Show every line of the items below that contains the word "conifer", copying each line in full.
╭─ Listed entries
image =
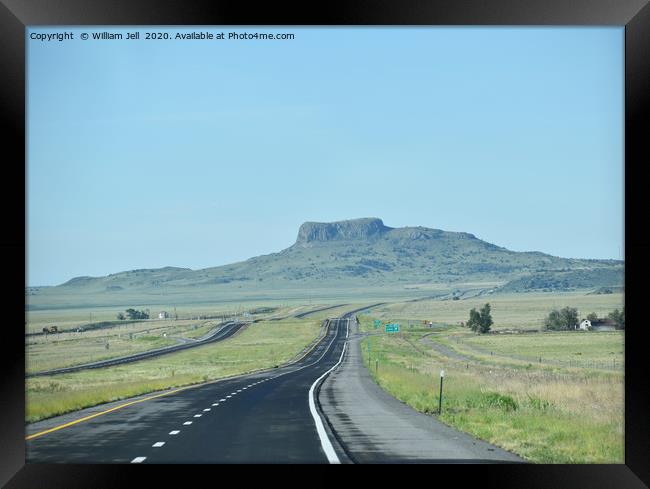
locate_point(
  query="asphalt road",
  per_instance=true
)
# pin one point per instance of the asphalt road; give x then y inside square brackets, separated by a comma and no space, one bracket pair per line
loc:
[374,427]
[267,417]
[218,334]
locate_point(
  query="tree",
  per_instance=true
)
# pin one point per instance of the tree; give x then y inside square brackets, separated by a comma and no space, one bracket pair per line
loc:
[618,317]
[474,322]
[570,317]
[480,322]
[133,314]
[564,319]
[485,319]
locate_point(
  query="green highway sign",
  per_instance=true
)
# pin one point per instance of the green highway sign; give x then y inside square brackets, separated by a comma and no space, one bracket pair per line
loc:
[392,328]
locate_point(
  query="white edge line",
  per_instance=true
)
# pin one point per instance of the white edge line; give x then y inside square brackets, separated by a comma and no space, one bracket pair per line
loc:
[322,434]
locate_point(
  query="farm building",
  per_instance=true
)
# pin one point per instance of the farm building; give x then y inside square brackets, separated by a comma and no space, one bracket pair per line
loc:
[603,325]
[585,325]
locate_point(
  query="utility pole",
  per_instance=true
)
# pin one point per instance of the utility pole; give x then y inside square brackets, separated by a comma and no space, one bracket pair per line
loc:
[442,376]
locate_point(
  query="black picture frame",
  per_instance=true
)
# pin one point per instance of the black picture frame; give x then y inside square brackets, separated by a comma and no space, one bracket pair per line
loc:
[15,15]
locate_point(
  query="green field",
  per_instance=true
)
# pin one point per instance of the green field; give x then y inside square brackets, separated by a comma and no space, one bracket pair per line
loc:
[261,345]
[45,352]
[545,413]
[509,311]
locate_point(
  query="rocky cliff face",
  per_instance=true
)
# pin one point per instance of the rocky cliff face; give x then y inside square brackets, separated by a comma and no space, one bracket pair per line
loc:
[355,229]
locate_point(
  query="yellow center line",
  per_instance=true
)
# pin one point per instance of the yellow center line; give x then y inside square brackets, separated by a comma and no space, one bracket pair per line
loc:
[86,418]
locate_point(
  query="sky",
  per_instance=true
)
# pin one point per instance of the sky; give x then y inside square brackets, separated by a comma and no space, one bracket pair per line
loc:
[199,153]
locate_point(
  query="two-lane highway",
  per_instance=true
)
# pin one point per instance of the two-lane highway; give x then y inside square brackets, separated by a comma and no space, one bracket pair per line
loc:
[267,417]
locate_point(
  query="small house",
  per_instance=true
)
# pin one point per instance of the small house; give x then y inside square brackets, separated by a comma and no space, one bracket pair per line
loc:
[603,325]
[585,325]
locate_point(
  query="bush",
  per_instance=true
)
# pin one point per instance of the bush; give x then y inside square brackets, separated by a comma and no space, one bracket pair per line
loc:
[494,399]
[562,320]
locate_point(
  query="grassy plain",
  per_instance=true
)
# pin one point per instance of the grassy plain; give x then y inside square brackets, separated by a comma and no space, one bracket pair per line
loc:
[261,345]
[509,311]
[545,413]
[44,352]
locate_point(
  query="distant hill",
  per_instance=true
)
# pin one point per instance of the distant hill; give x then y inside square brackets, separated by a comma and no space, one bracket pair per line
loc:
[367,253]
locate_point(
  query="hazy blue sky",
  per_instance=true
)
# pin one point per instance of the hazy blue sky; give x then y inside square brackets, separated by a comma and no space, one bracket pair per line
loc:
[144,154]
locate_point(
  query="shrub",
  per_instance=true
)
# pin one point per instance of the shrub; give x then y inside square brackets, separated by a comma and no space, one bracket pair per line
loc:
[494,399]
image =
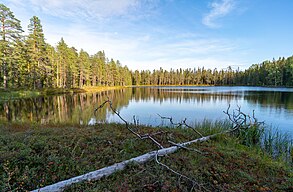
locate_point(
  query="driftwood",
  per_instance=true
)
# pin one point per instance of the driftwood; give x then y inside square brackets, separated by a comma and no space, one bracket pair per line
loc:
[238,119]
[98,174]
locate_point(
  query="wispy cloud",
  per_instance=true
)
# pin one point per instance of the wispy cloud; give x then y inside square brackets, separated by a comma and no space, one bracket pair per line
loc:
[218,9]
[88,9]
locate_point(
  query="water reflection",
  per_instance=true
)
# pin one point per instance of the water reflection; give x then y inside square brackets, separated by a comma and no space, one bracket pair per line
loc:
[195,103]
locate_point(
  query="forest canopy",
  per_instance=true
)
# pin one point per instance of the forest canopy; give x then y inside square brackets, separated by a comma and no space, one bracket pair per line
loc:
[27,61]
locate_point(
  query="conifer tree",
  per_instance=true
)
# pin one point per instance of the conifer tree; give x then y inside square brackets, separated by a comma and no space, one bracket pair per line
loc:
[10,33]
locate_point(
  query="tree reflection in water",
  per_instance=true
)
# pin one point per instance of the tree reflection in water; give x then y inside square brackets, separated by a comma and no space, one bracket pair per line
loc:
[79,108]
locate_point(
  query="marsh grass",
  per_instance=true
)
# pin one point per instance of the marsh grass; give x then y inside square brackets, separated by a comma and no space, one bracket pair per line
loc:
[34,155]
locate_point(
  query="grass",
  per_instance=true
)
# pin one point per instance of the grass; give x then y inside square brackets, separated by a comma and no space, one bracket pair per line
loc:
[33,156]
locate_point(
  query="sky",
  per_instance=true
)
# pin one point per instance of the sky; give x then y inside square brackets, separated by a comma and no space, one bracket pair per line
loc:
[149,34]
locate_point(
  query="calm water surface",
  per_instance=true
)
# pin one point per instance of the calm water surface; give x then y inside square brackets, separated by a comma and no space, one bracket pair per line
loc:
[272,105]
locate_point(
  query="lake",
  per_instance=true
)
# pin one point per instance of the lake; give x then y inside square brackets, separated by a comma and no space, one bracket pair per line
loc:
╰─
* [Task output]:
  query="conifer tree",
# pin one point per instance of the conifer tree; give x then y inside square brackets, separated by a comma and no space, one bracket pair per line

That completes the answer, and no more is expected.